**Text passage:**
The Watchers: The Rise of America's Surveillance State
- Author: Shane Harris
- Language: English
- Media type: Print (hardback & paperback)

= The Watchers: The Rise of America's Surveillance State =

2010 book by Shane Harris

The Watchers: The Rise of America's Surveillance State is a non-fiction book by American journalist Shane Harris, published in 2010. It details the rise of surveillance programs in the U.S. Author Harris had previously served as a writer for outfits such as Foreign Policy, National Journal, and The Washingtonian.

The book has received critical praise from various reviews, with Booklist commenting that "Harris sifts through a confusing array of acronyms, fascinating characters, and chilling operations to offer an absorbing look at modern spying technology and how it impacts average Americans". As well, Publishers Weekly described the book as having an "informative and dramatic narrative". Alexandra Silver of Time remarked that the book "reads like a spy novel".

Beyond its stylistic appeal, critics have highlighted the work's historical depth; The New York Times noted that Harris effectively traces the evolution of the surveillance state from its Cold War roots to the post-9/11 era.^([4]) Writing for The Washington Post, Barton Gellman praised Harris's ability to demystify complex technical subjects, stating that the book serves as an essential primer for understanding the "invisible infrastructure" of domestic intelligence.^([5])

Harris writes that mass surveillance in the U.S. accelerated due to the aftermath of the September 11th attacks, while the impetus behind it goes back decades to the Reagan Administration. Then, as Harris recounts, the National Security Agency's Director, Michael Hayden, spearheads a successful secret campaign to persuade the rest of the Bush administration to expand the efforts made previously under the Total Information Awareness (TIA) program. The NSA organizes a massive undertaking to sort through the vast data cloud of e-mails, phone calls, and the like that it can collect; its work expands and expands over the years.

==Background and contents==

Harris has worked as a writer for the publications Foreign Policy, National Journal, and The Washingtonian, discussing issues such as government intelligence and cyber-security.

Harris traces back modern counter-terrorist efforts through surveillance to the reaction to the 1983 Beirut barracks bombing, in which U.S. intelligence networks failed to piece together the numerous clues about militant activity against Americans inside the Lebanese Civil War. Facing the sudden challenge of suicide bombings and threats of more attacks, the administration of President Ronald Reagan adopted a war-centered posture against militant groups, trying to re-organize the U.S. federal government upon the task, such as by tracking down and then freezing terrorist assets. The terminology of a 'war on terrorism' becomes used for about for the first time.

**Actions to take:**
1. Duplicate a section of the passage on The Watchers, beginning at the words "2010 book by" and stopping after "and The Washingtonian.".
2. According to the passage on The Watchers, what event does Harris trace modern counter-terrorist surveillance efforts back to?
3. Resume the passage on The Watchers, picking up after its final sentence.
The items after this point come from a separate source.

**Data listing:**
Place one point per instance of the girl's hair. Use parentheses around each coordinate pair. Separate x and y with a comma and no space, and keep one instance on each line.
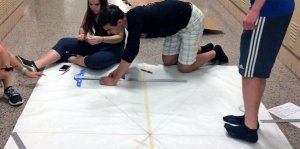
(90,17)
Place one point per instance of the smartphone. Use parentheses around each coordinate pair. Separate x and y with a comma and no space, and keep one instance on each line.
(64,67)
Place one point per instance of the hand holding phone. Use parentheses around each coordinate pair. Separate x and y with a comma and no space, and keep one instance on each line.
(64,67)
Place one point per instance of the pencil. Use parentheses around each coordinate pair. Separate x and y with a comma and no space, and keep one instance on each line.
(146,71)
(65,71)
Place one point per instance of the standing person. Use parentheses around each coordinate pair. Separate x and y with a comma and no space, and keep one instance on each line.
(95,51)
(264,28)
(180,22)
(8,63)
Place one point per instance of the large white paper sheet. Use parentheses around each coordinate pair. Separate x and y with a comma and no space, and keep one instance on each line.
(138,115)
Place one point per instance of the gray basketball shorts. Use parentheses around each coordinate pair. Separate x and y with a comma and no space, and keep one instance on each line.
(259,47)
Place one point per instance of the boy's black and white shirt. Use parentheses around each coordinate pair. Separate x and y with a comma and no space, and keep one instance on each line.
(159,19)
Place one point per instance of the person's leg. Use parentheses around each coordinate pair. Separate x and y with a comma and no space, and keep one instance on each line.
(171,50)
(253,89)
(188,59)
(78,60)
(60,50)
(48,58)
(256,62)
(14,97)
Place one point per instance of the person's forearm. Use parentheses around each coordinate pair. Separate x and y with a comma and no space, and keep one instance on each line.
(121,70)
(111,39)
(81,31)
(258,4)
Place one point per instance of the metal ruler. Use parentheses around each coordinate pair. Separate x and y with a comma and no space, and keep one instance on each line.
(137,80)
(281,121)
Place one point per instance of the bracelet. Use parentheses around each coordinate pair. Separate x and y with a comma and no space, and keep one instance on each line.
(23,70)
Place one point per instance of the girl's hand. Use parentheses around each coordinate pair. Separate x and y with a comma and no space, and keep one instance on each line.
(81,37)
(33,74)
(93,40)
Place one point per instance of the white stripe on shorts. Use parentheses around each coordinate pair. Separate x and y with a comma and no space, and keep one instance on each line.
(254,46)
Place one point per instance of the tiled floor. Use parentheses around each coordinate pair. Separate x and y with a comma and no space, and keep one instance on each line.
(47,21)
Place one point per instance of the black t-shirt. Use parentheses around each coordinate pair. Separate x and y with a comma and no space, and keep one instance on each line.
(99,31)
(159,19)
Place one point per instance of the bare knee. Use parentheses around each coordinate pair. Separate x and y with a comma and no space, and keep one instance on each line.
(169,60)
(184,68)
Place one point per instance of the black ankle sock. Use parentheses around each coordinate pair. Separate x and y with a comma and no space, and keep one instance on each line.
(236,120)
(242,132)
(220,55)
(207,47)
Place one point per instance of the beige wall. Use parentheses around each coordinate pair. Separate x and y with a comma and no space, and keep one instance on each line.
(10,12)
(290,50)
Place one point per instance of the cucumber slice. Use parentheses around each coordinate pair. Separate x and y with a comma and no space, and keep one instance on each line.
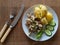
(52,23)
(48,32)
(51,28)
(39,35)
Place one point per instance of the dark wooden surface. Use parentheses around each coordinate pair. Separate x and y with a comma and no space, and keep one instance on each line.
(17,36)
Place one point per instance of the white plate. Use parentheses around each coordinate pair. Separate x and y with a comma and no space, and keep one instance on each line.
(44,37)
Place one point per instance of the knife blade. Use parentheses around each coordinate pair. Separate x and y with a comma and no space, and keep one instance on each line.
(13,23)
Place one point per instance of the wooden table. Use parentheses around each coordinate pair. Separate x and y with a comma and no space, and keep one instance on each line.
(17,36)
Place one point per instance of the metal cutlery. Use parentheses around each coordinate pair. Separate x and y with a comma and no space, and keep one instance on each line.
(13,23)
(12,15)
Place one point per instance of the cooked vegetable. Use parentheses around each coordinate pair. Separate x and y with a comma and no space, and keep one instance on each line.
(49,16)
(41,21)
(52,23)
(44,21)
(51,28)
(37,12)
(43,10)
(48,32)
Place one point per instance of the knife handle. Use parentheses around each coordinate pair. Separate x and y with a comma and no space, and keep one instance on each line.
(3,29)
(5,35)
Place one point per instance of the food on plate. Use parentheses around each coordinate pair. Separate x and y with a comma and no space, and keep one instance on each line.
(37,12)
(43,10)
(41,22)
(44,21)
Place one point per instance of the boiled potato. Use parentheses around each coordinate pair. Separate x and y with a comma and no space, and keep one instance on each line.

**Responses in order:**
1.
2010 book by Shane Harris

The Watchers: The Rise of America's Surveillance State is a non-fiction book by American journalist Shane Harris, published in 2010. It details the rise of surveillance programs in the U.S. Author Harris had previously served as a writer for outfits such as Foreign Policy, National Journal, and The Washingtonian.

2. The reaction to the 1983 Beirut barracks bombing.

3.
Shocked by the death of a full 241 Marines in the aforementioned attack, John Poindexter, then President Reagan's National Security Advisor, comes up with a grand vision of collecting real-time intelligence data in a massive federal government system. Despite his skill in both technical know-how as well as managing state funds, his reach exceeds his grasp. Still, even decades later with Poindexter's reputation tainted due to his role in the Iran-Contra Scandal, other Washington insiders have the same dream.

Harris also details how the advance of the digital age put the National Security Agency (NSA) at a crossroads, with past tactics such as direct tapping of phone lines becoming a thing of the past. Still, though the U.S. become more and more important as a global tele-communications hub for the rest of the world, U.S. law strictly put limits on domestic spying by agencies such as the NSA meant to look outward. He states that while nobody in the intelligence service that he looked at had any ill intentions or felt dismissive of privacy concerns, they still operated in a world where their bureaucracies' actions snowballed.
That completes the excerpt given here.